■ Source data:
·····
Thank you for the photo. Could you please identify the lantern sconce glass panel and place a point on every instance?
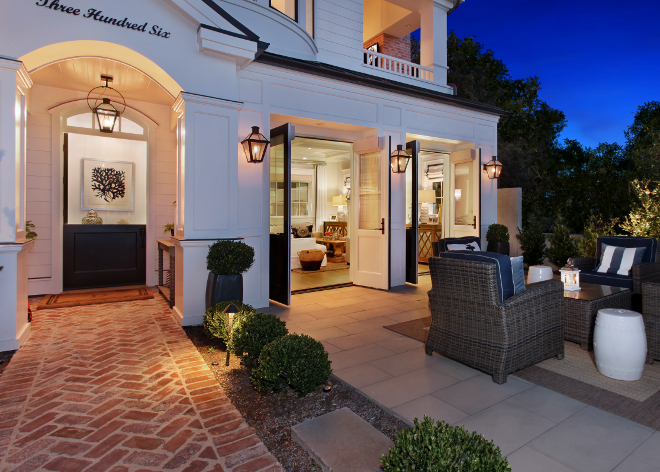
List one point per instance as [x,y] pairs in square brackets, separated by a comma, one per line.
[107,104]
[493,168]
[255,145]
[399,160]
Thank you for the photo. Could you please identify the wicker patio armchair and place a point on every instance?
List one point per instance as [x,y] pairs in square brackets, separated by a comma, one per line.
·····
Wherever the string "Could" occurs in the records, copy the line it is in.

■ Response area:
Thank you for the photo. Could you please identify the lantern sconce glass panel and place a point on every instance?
Thank you for the photo. Could you please identify the wicker patio armchair and place a point on every instance?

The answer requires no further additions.